L'AQUILA, 7 APRILE. Cronaca di un pomeriggio come tanti.
Sono un Vigile del Fuoco, ho sempre sognato di vestire l'uniforme e posso dire di essere un uomo fortunato ad essere riuscito a realizzare il mio sogno. In tutti questi difficili momenti tutti quelli che come noi, con l'uniforme o senza, si sono prodigati sono sempre stati etichettati come Angeli, ma poche volte si è potuto vedere quanto gli Angeli debbano scendere in situazioni da incubo per poter fare ciò che devono. Questa volta ho deciso di documentare, nelle pause degli scavi, un pomeriggio come tanti in quei drammatici giorni, pochi scatti rubati nei rari momenti in cui si poteva tirare il fiato.
============================================================
→ **Consegna 1**:
Nel racconto del vigile del fuoco all'Aquila, in quali momenti il narratore ha scattato le sue foto?
→ **Consegna 2**:
Prosegui il racconto del vigile del fuoco all'Aquila, riprendendo dopo l'ultima frase.

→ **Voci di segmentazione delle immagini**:
============================================================
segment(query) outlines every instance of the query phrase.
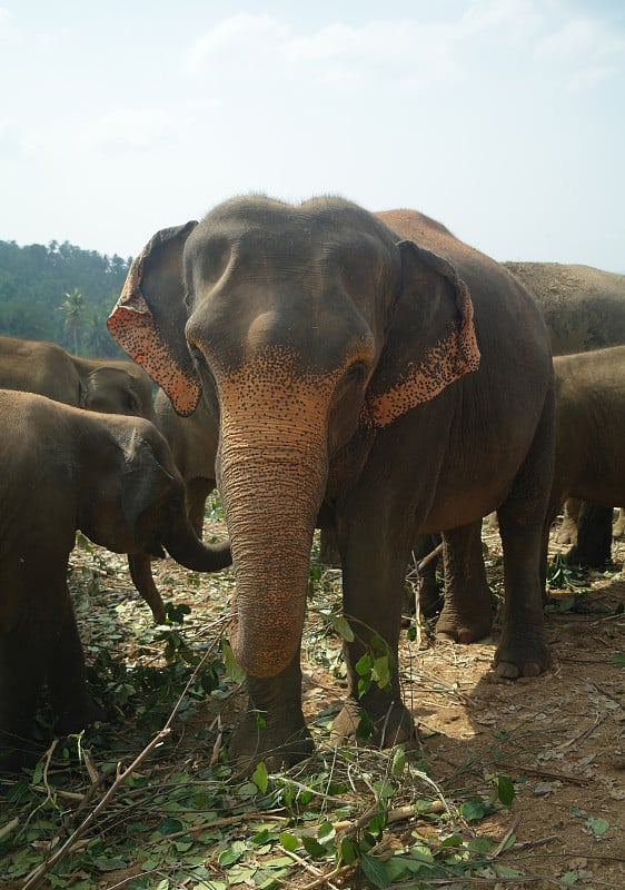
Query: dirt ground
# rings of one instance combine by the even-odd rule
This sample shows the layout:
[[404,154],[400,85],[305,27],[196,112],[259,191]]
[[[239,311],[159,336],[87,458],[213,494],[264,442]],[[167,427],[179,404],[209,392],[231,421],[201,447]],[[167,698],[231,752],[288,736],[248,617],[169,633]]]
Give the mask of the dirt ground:
[[[211,532],[222,536],[224,527],[207,523],[207,533]],[[489,582],[496,592],[502,583],[498,533],[486,533],[485,543]],[[558,550],[553,544],[552,555]],[[512,846],[497,861],[519,869],[524,877],[470,878],[445,882],[445,887],[625,888],[625,662],[619,660],[625,653],[624,557],[625,543],[615,543],[611,571],[586,573],[584,592],[576,596],[569,589],[554,592],[558,604],[546,615],[554,665],[543,676],[513,682],[494,675],[497,625],[492,639],[472,645],[438,642],[426,625],[416,640],[403,634],[404,698],[419,726],[421,755],[434,782],[455,801],[476,789],[492,788],[498,775],[515,783],[512,805],[472,829],[476,835],[500,841],[502,851],[508,841]],[[118,656],[123,653],[128,663],[145,657],[146,647],[139,650],[136,641],[151,616],[137,599],[125,558],[99,548],[77,550],[72,564],[76,572],[106,575],[93,602],[77,607],[88,660],[102,645],[115,647]],[[336,593],[339,575],[331,576]],[[167,560],[155,563],[155,577],[163,600],[190,604],[200,625],[210,626],[227,613],[229,572],[219,581],[206,575],[190,583],[189,573]],[[312,597],[310,611],[315,609]],[[110,613],[109,624],[102,623],[105,611]],[[317,631],[309,619],[302,644],[309,723],[318,721],[321,712],[338,709],[343,694],[337,668],[340,641],[320,640]],[[231,719],[225,711],[226,742]],[[319,741],[318,728],[315,732]],[[414,824],[408,821],[393,829],[397,843]],[[103,880],[97,886],[121,887],[122,877],[116,874],[112,883]],[[327,887],[359,890],[370,884],[347,878]]]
============================================================
→ **Risposta scritta 1**:
Nelle pause degli scavi, nei rari momenti in cui si poteva tirare il fiato.

→ **Risposta scritta 2**:
Non ci saranno nomi, luoghi, solo le immagini per raccontare di coloro che hanno lottato e sofferto, uniti nella fatica. Siamo partiti per l'Aquila il mattino stesso della notizia ed il primo giorno di lavoro ci fu assegnato il recupero di una famiglia, sepolta sotto le macerie della propria casa.
Dopo pochi istanti i colleghi cui dovevamo dare il cambio, estraggono un corpo. Intanto che i preparativi fervono, basta guardarsi intorno per scorgere i resti di una passata normalità.
Inizia il lavoro, scavare con le mani al momento è l'unico modo per cercare di liberare la salma.
Quello che si poteva fare si è fatto, resta solo da sperare che una catena sia sufficiente ad evitare il crollo dei resti dei solai su coloro impegnati nelle operazioni di scavo.
Ogni tanto il ferro ostacola le operazioni ed il buco dove siamo costretti a lavorare si illumina di scintille arancioni. Appena si volge lo sguardo altrove si scorgono immagini surreali, personale stanco che si concede qualche istante di pausa, uniformi sporche e sguardi provati. Altre salme vengono recuperate nei pressi, il bilancio aumenta.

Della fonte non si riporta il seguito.